> _TEXT EXTRACT_
The third quarter has been a tough one for energy companies after oil prices slid more than 20% during the quarter. This forced producers to pull back the reins on spending, which trickled down throughout the value chain. MRC Global (NYSE:MRC) wasn't immune to this slowdown, which cut into its sales and earnings during the third quarter.

Drilling down into the numbers
MRC Global reported $1.071 billion in sales, which was 34% lower than the year-ago quarter, and 11% lower than the second quarter. Sales were weak across all three of its operating segments:

Revenue by Segment

Q3 2015 Actuals

Q3 2014 Actuals

Growth (YOY)

United States

 $865.4 million

 $1.21 billion

-28.2%

Canada

 $69.4 million

 $161.2 million

-56.9%

International

 $136.4 million

 $251.7 million

-45.8%

Data source: MRC Global.

Sales in the U.S. were hit hard by reduced customer spending, especially with the upstream sector, which saw a $227 million reduction in sales. The upstream sector in Canada was also very weak, with sales down $81 million year over year to those customers.

Meanwhile, the strong U.S. dollar affected revenue by another $14 million in Canada. Finally, international sales fell due to lower project activity and the deferral of maintenance, repair, and operations expenses, especially in Europe, Norway, and Australia. Further, like Canada, the strong U.S. dollar had a negative impact on sales, resulting in a further $30 million year-over-year decrease in revenue.

Despite this significant drop in revenue, MRC Global still reported a profit of $10 million, or $0.10 per share -- though that's well below the $50.1 million, or $0.49 per share, it earned in the year-ago quarter. The company really did a solid job controlling its costs, reducing sales, general, and administrative costs by 15% year over year.

Further, the company is generating strong operating cash flow, which totaled $481 million year to date. It used some of that cash, plus its recent preferred stock offering, to significantly reduce its total debt, paying down $790 million in debt, and bringing its net debt balance down to $631 million at the end of the quarter. Because of that balance-sheet strength, MRC Global has initiated a $100 million share-repurchase program to opportunistically repurchase shares.

> _EXTRACTED INFORMATION_
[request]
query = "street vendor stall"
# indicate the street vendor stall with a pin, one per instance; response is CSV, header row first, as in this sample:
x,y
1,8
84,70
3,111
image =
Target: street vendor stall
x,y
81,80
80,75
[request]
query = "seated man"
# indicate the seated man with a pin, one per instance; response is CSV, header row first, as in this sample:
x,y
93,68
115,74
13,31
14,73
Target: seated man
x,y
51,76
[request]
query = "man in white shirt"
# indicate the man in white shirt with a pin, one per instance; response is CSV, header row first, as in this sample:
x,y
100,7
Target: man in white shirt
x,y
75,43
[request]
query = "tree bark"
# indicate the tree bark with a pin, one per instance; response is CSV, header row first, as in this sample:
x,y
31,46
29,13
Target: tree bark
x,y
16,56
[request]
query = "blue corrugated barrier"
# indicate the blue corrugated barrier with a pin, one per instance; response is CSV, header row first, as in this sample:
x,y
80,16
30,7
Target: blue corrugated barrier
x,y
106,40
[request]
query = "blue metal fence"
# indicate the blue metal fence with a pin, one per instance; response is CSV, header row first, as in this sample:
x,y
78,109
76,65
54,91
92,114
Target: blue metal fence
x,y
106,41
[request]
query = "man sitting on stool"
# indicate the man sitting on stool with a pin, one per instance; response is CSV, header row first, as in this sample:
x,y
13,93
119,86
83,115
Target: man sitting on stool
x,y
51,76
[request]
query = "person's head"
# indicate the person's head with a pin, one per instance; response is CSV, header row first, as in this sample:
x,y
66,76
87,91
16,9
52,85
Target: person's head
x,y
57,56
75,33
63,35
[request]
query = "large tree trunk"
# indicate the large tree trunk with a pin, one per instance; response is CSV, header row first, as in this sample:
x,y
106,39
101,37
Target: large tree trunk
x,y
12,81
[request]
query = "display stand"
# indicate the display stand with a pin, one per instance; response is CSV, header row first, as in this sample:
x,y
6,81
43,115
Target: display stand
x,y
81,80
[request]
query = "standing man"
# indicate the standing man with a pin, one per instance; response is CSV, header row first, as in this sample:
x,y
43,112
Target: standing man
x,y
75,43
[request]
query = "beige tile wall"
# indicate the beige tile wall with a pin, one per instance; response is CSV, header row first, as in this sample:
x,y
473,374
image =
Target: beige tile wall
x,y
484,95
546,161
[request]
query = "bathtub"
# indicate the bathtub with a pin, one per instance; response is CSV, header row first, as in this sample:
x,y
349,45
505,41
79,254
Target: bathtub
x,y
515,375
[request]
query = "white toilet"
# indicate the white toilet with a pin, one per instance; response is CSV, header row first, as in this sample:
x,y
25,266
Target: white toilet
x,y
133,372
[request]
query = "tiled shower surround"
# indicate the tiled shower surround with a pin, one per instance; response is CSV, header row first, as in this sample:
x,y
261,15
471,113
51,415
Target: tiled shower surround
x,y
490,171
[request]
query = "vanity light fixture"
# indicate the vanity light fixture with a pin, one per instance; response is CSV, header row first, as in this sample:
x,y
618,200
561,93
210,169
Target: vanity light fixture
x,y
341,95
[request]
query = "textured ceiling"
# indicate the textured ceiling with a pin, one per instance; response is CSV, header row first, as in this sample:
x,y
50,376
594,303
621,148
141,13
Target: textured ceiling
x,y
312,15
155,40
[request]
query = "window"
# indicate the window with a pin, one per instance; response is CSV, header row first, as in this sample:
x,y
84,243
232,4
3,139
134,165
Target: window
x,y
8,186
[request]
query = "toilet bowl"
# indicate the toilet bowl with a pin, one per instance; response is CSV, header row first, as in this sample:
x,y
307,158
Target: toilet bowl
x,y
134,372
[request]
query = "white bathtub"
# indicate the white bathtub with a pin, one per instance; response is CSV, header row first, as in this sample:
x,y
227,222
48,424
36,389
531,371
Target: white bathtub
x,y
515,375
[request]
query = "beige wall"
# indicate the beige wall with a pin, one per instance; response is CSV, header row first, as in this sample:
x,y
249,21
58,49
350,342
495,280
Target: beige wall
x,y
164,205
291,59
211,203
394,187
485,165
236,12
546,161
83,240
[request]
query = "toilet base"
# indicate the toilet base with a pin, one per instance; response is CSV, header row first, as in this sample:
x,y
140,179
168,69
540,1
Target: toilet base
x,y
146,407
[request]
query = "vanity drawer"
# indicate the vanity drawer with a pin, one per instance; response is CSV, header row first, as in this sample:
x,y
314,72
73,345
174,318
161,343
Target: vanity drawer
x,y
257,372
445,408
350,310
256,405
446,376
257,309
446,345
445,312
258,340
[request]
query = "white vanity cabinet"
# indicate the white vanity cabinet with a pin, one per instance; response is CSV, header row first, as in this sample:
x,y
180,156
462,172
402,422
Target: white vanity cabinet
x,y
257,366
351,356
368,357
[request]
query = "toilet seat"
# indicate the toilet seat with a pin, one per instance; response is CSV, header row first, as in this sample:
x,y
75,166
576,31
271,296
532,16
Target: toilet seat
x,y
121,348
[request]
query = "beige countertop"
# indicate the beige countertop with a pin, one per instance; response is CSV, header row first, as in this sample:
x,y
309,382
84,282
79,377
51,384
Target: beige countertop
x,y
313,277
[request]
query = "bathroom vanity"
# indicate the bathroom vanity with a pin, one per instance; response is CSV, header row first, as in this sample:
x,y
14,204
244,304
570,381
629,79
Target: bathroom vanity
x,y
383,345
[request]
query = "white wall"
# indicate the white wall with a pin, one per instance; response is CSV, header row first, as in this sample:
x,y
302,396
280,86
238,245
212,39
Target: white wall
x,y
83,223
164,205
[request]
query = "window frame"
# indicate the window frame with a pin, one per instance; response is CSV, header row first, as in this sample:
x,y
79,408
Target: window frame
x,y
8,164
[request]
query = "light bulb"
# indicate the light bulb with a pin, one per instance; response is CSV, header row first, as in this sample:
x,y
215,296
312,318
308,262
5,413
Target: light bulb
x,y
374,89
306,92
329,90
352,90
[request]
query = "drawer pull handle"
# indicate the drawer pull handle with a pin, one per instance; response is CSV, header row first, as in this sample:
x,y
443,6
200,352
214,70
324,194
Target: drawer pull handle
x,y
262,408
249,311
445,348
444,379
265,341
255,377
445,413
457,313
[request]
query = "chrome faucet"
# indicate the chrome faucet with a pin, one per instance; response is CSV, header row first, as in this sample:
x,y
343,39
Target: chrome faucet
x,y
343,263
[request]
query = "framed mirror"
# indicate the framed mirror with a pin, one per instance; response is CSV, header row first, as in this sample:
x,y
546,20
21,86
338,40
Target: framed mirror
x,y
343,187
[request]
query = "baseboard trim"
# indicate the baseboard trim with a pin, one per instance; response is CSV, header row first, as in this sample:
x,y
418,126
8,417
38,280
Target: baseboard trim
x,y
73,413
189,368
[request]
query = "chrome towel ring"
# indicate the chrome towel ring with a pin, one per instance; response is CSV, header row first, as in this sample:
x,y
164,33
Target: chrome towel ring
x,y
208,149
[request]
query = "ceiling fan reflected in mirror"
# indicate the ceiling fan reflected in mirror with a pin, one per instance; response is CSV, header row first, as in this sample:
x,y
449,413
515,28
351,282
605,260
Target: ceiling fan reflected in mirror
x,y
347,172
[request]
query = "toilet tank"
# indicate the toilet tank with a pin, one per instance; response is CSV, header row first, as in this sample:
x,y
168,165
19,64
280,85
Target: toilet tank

> _TASK SET_
**A.** According to the MRC Global earnings article, what profit did the company report for the third quarter?
**B.** List the operating segments that the MRC Global earnings article breaks out in its revenue table.
**C.** Do these statements agree with the MRC Global earnings article? (i) The company cut sales, general, and administrative costs by 15% year over year. (ii) The company started a $500 million share-repurchase program. (iii) Operating cash flow for the year to date reached $481 million.
The data has no connection to the MRC Global earnings article.

> _ANSWERS FOR THE TASKS_
**A.** $10 million, or $0.10 per share.

**B.** United States, Canada, International

**C.**
(i) Yes: "reducing sales, general, and administrative costs by 15% year over year"
(ii) No: "MRC Global has initiated a $100 million share-repurchase program"
(iii) Yes: "which totaled $481 million year to date"